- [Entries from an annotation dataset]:
════

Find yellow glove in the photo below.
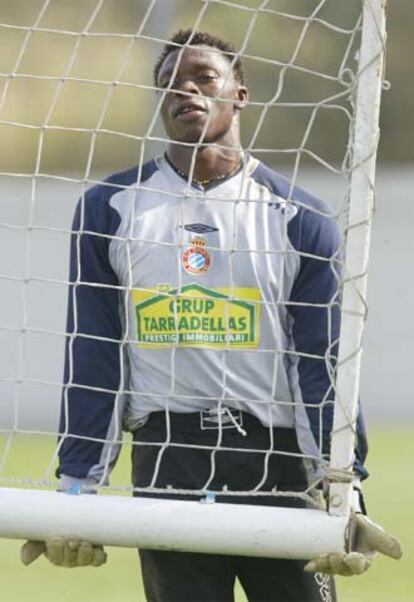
[20,475,107,568]
[20,537,106,568]
[305,514,402,577]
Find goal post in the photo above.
[0,0,386,559]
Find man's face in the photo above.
[158,46,247,143]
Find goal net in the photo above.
[0,0,385,558]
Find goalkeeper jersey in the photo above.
[59,156,366,479]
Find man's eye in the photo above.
[198,73,216,82]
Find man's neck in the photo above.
[167,144,243,182]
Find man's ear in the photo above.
[234,86,249,111]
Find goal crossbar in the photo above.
[0,488,348,559]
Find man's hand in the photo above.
[20,537,106,568]
[20,475,107,568]
[305,514,402,577]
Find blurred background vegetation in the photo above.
[0,0,414,177]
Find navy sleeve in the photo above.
[253,163,368,478]
[288,199,368,478]
[57,171,136,478]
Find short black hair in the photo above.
[154,29,246,86]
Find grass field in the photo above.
[0,426,414,602]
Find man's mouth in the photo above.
[174,102,207,119]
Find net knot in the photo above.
[325,467,355,483]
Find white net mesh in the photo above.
[0,0,384,516]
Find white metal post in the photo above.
[0,488,347,558]
[329,0,386,515]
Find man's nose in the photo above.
[173,79,201,96]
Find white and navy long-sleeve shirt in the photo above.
[59,157,366,478]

════

- [Given instruction]:
Quote the entries word for word, starting at the line containing "Find man's ear in the photo above." and continuing through the final line of the entries.

- [Answer to the task]:
Find man's ear in the photo above.
[234,86,249,111]
Find goal crossbar in the photo above.
[0,488,348,559]
Find man's hand in the photo above.
[20,537,106,568]
[20,475,107,568]
[305,514,402,577]
Find blurred background vegetation in the photo above.
[0,0,414,177]
Find navy sleeve in the photo above.
[253,163,368,478]
[288,199,368,478]
[57,171,136,478]
Find short black hair in the photo above.
[154,29,246,86]
Find grass field in the photo above.
[0,426,414,602]
Find man's mouth in the photo above.
[174,102,207,119]
Find net knot in the photo above.
[325,467,355,483]
Find white net mesh in the photo above.
[0,0,384,516]
Find white metal post in the photo above.
[0,488,347,558]
[329,0,386,515]
Find man's nose in the photo above.
[173,79,201,96]
Find white and navy long-sleeve shirt in the photo above.
[59,157,366,478]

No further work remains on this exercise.